_BRIEF A_.
In the listing, substitute "bare twig" for "brown twig" in the lines from the one with "For this evaluation, locate the flower" through the end of the listing, and leave everything else unchanged. Give back only those lines.

This morning I heard a cabinet minister eloquently praising the government’s creation of more than a million jobs since 2008, which is a full twelve years ago, which adds up to something of about 112,000 new jobs a year. Hardly something to be proud of, when you realise that most jobs are part time and entry level jobs, while jobs losses over the same period of time have kept the unemployment rate at above 7% year after year. Among those under 26 years old, the employment rate is staggering and in the aboriginal population about 80%. But, to make things even more confusing, Stats Canada’s ability to collect meaningful data, is all but a myth, because of cuts to its budget and thee removal of vital data that would have kept us informed. No employment data is even collected for First Nations people, Stats Canada says it is to expense to do that.

Here is what we are looking at:

  • Government services in Alberta and Saskatchewan are going to take a hit because of reduced oil revenue.
  • Federal government services are going to be even further reduced because of the government’s tax cuts to the wealthy and attempts to balance a budget that can not be balanced.
  • Unemployment will rise right across the country. Oddly enough layoffs will continue in Ontario, but the Maritimes will be hardest hit.
  • The price of food and all goods will rise over the next six months by about 15%.
  • Property taxes have already risen, but expect income tax provincially to rise and sales taxes in most provinces will increase, as has already happened in Manitoba.
  • Inflation was announced yesterday at only 1.4% heading toward deflation, because of the drop in gasoline prices by 50%. New car prices will increase with the rise in everything else, but that index may stay stable because of the way the data is collected and weighted.

_LISTED ENTRIES_.
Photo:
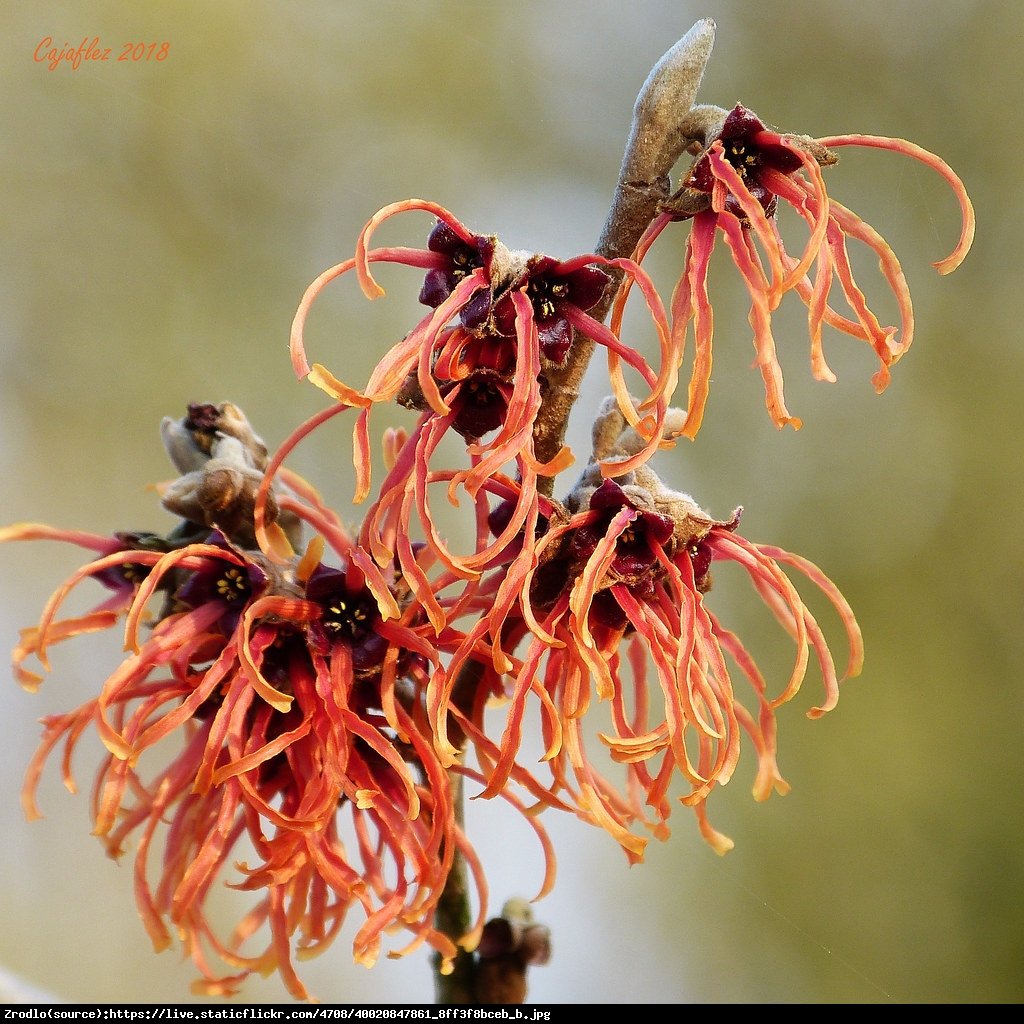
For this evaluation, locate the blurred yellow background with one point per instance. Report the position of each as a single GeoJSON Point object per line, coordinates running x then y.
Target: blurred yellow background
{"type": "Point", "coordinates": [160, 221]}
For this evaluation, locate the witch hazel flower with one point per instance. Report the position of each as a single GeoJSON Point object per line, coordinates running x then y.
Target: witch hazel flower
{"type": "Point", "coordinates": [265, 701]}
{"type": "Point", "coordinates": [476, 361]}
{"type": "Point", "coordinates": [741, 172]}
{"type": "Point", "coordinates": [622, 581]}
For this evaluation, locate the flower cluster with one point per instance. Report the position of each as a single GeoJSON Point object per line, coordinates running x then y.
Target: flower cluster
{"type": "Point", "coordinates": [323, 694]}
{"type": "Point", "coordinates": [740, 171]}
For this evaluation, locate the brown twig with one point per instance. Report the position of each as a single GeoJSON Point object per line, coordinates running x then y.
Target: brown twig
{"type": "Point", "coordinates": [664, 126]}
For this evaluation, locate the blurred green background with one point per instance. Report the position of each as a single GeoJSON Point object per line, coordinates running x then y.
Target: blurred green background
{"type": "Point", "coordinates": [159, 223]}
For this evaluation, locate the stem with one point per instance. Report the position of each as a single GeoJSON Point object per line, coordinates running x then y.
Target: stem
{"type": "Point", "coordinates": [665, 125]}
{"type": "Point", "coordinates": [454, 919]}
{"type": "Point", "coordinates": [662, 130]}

_BRIEF B_.
Output the passage on Canadian jobs and prices word for word, from "This morning I" to "to do that.".

_FINAL RESULT A_.
For this evaluation, locate the flower cluster with one point per instance. Report the position of each as a single GeoJSON Point object per line, coordinates running x then y.
Target: flower cluster
{"type": "Point", "coordinates": [323, 694]}
{"type": "Point", "coordinates": [740, 171]}
For this evaluation, locate the bare twig with one point per instance. Report the position of each as a single GeoJSON Point object per line, coordinates running x then y.
Target: bare twig
{"type": "Point", "coordinates": [664, 126]}
For this evaluation, locate the blurred green background with one point per instance. Report the position of each as a single GeoJSON Point object per line, coordinates running x then y.
Target: blurred green background
{"type": "Point", "coordinates": [159, 223]}
For this evaluation, locate the stem with one point per instance. Report the position of each as a single GeoJSON Point object per line, coordinates running x then y.
Target: stem
{"type": "Point", "coordinates": [665, 125]}
{"type": "Point", "coordinates": [454, 919]}
{"type": "Point", "coordinates": [662, 130]}

_FINAL RESULT B_.
This morning I heard a cabinet minister eloquently praising the government’s creation of more than a million jobs since 2008, which is a full twelve years ago, which adds up to something of about 112,000 new jobs a year. Hardly something to be proud of, when you realise that most jobs are part time and entry level jobs, while jobs losses over the same period of time have kept the unemployment rate at above 7% year after year. Among those under 26 years old, the employment rate is staggering and in the aboriginal population about 80%. But, to make things even more confusing, Stats Canada’s ability to collect meaningful data, is all but a myth, because of cuts to its budget and thee removal of vital data that would have kept us informed. No employment data is even collected for First Nations people, Stats Canada says it is to expense to do that.